§ TASK A
Write out the stretch of the passage about Mary in Calabar from "Mary risked her" through "reach for Him.".
§ TASK B
Answer these questions from the passage about Mary in Calabar:
(i) By what title does the passage refer to Mary?
(ii) For about how many years did she go deeper into the jungle?
(iii) What did the people recognize as the source of her courage and love?
§ TASK C
Carry on the passage about Mary in Calabar from the point where it stops.

§ SUPPLIED TEXT
Mary risked her life daily for her beloved peoples of Calabar. The White Queen showed
them the love of Jesus and they learned to love and trust her. She was called upon to
treat sick and injured and to settle disputes, and so prevented numerous wars between
the villages. Her successes in treating the sick, settling arguments, persuading those
who only respected cruelty and vengeance to change their minds and try her ways,
made them curious to know the source of the power within her. They recognized that
the courage and love she exhibited came from the God she believed in. Doors were
opened and many were saved.
For nearly forty years she delved deeper into the jungle. With each move she was
warned she would be killed by animals or heathen warriors. Growing more sick and
feeble, she pushed on, hacking her way through the dense growth, ever praying that
God would give her more souls to reach for Him.

§ DATA
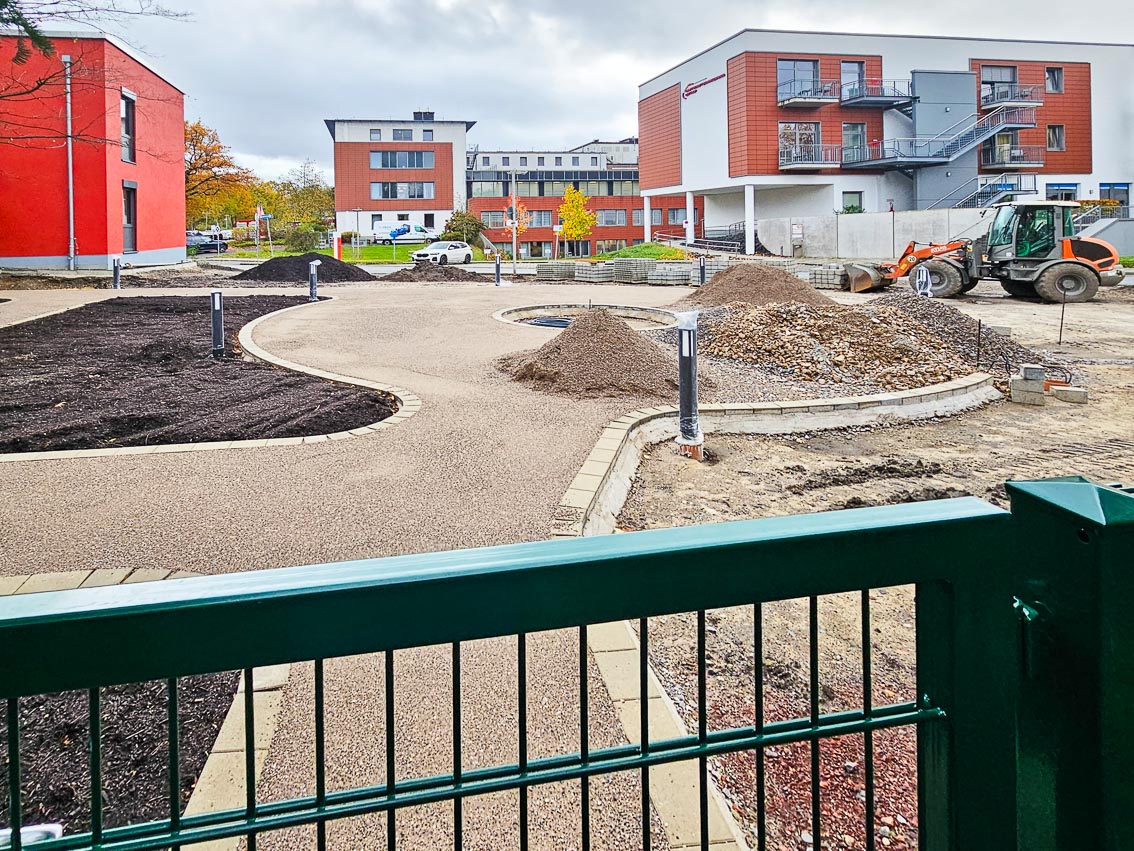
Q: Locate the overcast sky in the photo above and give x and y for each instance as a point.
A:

§ REPLY A
Mary risked her life daily for her beloved peoples of Calabar. The White Queen showed
them the love of Jesus and they learned to love and trust her. She was called upon to
treat sick and injured and to settle disputes, and so prevented numerous wars between
the villages. Her successes in treating the sick, settling arguments, persuading those
who only respected cruelty and vengeance to change their minds and try her ways,
made them curious to know the source of the power within her. They recognized that
the courage and love she exhibited came from the God she believed in. Doors were
opened and many were saved.
For nearly forty years she delved deeper into the jungle. With each move she was
warned she would be killed by animals or heathen warriors. Growing more sick and
feeble, she pushed on, hacking her way through the dense growth, ever praying that
God would give her more souls to reach for Him.

§ REPLY B
(i) The White Queen
(ii) Nearly forty years
(iii) The God she believed in

§ REPLY C
One little white woman with the mighty power of God went to a heathen black nation
and saved many babies, prevented wars, stopped the custom of proving innocence by
drinking poison, tended to many sick, established several churches, and spread the
gospel, the good news of her loving God and Savior.
To the many children she saved and raised (sometimes as many as 25 or 30 slept in
hammocks in her home) she would say, "Keep close to Jesus. Bairns, it's the wee
lassie that sits beside her mother at meal-times that gets all the nice bittocks. The one
who sits far away and sulks doesn’t know what she misses. Even the kitten gets more
than she does. Keep close to Jesus, the Good Shepherd, all the way."